── Document passage ──

- Host city: Prince Albert, Saskatchewan
- Arena: Prince Albert Golf and Country Club
- Dates: November 21–28, 2004
- Winner: Newfoundland and Labrador
- Curling club: St. John's CC, St. John's, Newfoundland and Labrador
- Skip: Mark Nichols
- Third: Shelley Nichols
- Second: Brent Hamilton
- Lead: Jennifer Guzzwell
- Finalist: Saskatchewan (Kyle George)

= 2005 Canadian Mixed Curling Championship =

The 2005 Canadian Mixed Curling Championship was held November 21–28, 2004 at the Prince Albert Golf and Country Club in Prince Albert, Saskatchewan.

The 2005 Mixed was the 2nd Canadian Mixed Championship to be held in the 2004 calendar year, as the Canadian Curling Association moved the event from the Spring to the Fall. The Mixed has been held in the Fall ever since, and has been referred to the following calendar year ever since. The event also changed playoff formats, moving from the page playoff system to a 3-team playoff.

Newfoundland and Labrador won its first ever Mixed championship, as Mark Nichols, sister Shelley Nichols, Brent Hamilton and Jennifer Guzzwell from the St. John's Curling Club won the championship, defeating Saskatchewan in the final.

───

Challenge 1 —
Please copy the records word for word, starting at the line containing "Can you see the grass lawn" and continuing through the end of the records.
The text and the records have no connection to each other.

── Stored records ──

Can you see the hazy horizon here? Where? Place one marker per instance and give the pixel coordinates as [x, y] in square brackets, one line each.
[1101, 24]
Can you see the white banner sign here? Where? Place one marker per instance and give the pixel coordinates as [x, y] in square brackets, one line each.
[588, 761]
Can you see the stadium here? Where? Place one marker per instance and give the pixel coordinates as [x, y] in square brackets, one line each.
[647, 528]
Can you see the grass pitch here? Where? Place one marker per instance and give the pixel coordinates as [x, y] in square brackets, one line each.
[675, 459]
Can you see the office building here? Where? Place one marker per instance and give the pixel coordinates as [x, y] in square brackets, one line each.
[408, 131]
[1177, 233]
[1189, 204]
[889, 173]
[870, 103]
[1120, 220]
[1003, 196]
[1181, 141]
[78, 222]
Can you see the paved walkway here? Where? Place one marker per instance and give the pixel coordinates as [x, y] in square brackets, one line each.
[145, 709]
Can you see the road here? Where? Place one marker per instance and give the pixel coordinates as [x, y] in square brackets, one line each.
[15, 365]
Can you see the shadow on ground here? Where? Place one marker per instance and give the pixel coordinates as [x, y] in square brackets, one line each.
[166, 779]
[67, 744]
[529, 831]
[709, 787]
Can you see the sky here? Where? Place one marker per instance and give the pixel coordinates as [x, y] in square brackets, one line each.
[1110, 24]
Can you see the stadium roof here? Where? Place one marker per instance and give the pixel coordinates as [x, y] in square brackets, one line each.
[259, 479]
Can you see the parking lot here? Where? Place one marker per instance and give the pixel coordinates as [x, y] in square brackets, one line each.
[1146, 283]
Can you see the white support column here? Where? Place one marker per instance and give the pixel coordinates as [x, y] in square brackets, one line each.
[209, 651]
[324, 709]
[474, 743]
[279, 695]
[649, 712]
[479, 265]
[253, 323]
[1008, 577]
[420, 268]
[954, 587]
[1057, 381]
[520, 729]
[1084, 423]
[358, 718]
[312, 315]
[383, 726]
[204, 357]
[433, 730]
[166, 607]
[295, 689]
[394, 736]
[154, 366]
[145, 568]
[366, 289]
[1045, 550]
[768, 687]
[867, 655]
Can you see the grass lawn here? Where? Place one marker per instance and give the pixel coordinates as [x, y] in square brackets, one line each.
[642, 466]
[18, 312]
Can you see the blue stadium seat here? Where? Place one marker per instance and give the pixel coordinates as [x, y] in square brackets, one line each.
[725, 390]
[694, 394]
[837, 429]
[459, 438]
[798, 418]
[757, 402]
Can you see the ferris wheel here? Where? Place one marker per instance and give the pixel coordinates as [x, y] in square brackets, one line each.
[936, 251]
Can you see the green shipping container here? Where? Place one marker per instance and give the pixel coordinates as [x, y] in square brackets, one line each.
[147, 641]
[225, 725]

───

Challenge 2 —
In the curling championship text, which team did Newfoundland and Labrador defeat in the final?

Finished answer 1 —
Can you see the grass lawn here? Where? Place one marker per instance and give the pixel coordinates as [x, y] in square brackets, one line each.
[642, 466]
[18, 312]
Can you see the blue stadium seat here? Where? Place one marker per instance and give the pixel coordinates as [x, y] in square brackets, one line each.
[725, 390]
[694, 394]
[837, 429]
[459, 438]
[798, 418]
[757, 402]
Can you see the ferris wheel here? Where? Place one marker per instance and give the pixel coordinates as [x, y] in square brackets, one line each.
[936, 251]
Can you see the green shipping container here? Where? Place one marker per instance and give the pixel coordinates as [x, y] in square brackets, one line each.
[147, 641]
[225, 725]

Finished answer 2 —
Saskatchewan.